PROBLEM STATEMENT: Every line of the data, first to last, must be written out unchanged.

========================

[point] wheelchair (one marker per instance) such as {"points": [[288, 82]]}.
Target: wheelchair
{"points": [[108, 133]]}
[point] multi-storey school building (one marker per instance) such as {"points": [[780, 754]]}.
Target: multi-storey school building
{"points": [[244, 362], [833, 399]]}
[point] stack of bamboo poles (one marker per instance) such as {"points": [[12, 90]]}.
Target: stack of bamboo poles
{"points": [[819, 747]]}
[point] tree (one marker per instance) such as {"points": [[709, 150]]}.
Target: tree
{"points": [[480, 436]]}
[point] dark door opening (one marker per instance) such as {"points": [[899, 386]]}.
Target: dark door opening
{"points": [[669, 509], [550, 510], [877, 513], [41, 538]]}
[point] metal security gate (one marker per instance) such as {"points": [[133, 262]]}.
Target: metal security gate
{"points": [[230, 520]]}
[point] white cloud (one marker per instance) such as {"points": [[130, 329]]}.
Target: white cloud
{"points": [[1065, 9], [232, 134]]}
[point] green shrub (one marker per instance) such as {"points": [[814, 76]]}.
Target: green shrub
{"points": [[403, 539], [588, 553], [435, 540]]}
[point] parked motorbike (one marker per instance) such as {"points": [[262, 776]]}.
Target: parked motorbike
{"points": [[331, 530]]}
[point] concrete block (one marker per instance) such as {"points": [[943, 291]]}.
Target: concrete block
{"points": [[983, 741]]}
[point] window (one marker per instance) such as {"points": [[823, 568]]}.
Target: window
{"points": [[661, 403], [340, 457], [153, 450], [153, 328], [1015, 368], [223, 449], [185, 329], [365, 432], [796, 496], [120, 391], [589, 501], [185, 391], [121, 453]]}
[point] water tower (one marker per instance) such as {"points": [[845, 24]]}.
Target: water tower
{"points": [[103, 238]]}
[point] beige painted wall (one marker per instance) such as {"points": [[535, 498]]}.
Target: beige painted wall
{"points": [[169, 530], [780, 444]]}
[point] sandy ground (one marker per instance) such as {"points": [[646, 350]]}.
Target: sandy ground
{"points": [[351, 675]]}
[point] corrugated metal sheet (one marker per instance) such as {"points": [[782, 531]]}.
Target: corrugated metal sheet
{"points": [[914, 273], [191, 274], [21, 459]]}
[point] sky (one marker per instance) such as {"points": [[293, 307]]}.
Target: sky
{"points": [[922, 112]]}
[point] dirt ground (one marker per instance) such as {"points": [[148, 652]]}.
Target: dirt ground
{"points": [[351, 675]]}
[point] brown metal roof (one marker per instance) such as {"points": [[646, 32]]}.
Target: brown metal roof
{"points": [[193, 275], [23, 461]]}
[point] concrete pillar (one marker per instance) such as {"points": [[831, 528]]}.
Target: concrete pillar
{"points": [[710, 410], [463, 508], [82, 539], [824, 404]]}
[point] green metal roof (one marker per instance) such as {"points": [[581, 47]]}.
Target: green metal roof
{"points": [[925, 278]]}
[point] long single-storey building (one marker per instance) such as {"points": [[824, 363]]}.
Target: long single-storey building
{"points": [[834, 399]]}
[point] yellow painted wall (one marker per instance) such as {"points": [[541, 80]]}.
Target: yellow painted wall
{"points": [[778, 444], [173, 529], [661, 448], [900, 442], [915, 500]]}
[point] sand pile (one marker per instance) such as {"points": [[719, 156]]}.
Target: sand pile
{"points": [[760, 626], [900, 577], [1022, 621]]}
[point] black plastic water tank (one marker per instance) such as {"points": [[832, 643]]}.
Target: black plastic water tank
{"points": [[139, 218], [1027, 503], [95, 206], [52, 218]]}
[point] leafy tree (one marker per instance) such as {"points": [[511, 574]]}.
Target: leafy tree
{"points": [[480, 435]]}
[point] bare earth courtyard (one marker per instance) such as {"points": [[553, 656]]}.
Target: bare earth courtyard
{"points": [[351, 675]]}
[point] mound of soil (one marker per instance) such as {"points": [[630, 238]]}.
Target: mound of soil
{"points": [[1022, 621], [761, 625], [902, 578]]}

========================

ANSWER TO THIS PROBLEM:
[point] wheelchair (one marker per instance) such as {"points": [[288, 82]]}.
Target: wheelchair
{"points": [[108, 133]]}
[point] multi-storey school building (one marker per instance) such as {"points": [[780, 754]]}.
Target: multi-storey school building
{"points": [[244, 362], [833, 399]]}
[point] stack of bamboo poles (one marker per instance) such as {"points": [[12, 90]]}.
Target: stack of bamboo poles
{"points": [[819, 747]]}
[point] tree (one marker per instance) such as {"points": [[709, 150]]}.
Target: tree
{"points": [[480, 436]]}
[point] dark door opening (one marker per instance) such as {"points": [[899, 386]]}.
Target: dark door opening
{"points": [[669, 509], [550, 510], [877, 513], [41, 538]]}
[point] metal security gate (one marker per instance) such as {"points": [[133, 262]]}.
Target: metal security gate
{"points": [[230, 520]]}
[point] white cloud (one marker per instance) such as {"points": [[130, 329]]}.
Target: white cloud
{"points": [[1065, 9], [232, 134]]}
[point] green shrub (one marker per instance) such as {"points": [[814, 76]]}.
Target: green shrub
{"points": [[403, 539], [588, 553], [435, 540]]}
[point] parked motorbike (one marker per instance) such as {"points": [[262, 776]]}.
Target: parked motorbike
{"points": [[331, 530]]}
[point] concrete block (one marker per instance) such as {"points": [[943, 291]]}.
Target: concrete block
{"points": [[983, 741]]}
[point] window (one marker per instance) such as {"points": [[823, 568]]}.
Target: window
{"points": [[661, 403], [340, 457], [153, 450], [153, 328], [1015, 368], [223, 449], [185, 329], [365, 432], [796, 496], [120, 391], [589, 501], [185, 391], [121, 453]]}
[point] water tower (one marker per instance) such as {"points": [[845, 24]]}.
Target: water tower
{"points": [[103, 238]]}
[point] beige painted wall (one marker per instance) such as {"points": [[535, 498]]}.
Target: beige painted wall
{"points": [[169, 530], [780, 444]]}
[point] sandy ground (one marker per instance) such as {"points": [[646, 350]]}.
Target: sandy ground
{"points": [[351, 675]]}
[point] corrugated metal sheet (one marker per instance) such as {"points": [[782, 531]]}.
Target: corrugated metal sheet
{"points": [[914, 273], [191, 274], [21, 459]]}
[point] sky (one marker per instance) such as {"points": [[293, 307]]}.
Target: sky
{"points": [[922, 112]]}
[point] dirt ground (one marker per instance) such as {"points": [[148, 652]]}.
Target: dirt ground
{"points": [[351, 675]]}
[point] brown metal roof (one marker per instance) such as {"points": [[646, 32]]}.
Target: brown metal roof
{"points": [[193, 275], [23, 461]]}
[point] concrete pillar (one marker per instance) such as {"points": [[831, 528]]}.
Target: concrete pillar
{"points": [[710, 410], [463, 508], [82, 539], [824, 404]]}
[point] green metal roof (one marker per instance) such as {"points": [[581, 47]]}.
Target: green metal roof
{"points": [[925, 278]]}
[point] long single-storey building (one marker per instance) such as {"points": [[824, 363]]}.
Target: long single-storey building
{"points": [[834, 399]]}
[point] yellow painted wall (one marker per instance) such as {"points": [[541, 80]]}.
Target: yellow painted wall
{"points": [[778, 444], [173, 529], [661, 448], [900, 442], [915, 500]]}
[point] sand pile (one marker per instance) such as {"points": [[719, 156]]}.
Target: sand pile
{"points": [[760, 626], [900, 577], [1022, 621]]}
[point] black plastic water tank (one marker per instance) such as {"points": [[832, 643]]}.
Target: black plastic water tank
{"points": [[139, 218], [1027, 503], [95, 206], [52, 218]]}
[point] leafy tree (one marker per instance) such as {"points": [[511, 574]]}.
Target: leafy tree
{"points": [[480, 435]]}
[point] bare earth courtyard (one marker per instance) such as {"points": [[553, 656]]}.
Target: bare earth courtyard
{"points": [[351, 675]]}
[point] mound of soil (one marker per instance) such as {"points": [[630, 238]]}.
Target: mound of soil
{"points": [[1022, 621], [761, 625], [902, 578]]}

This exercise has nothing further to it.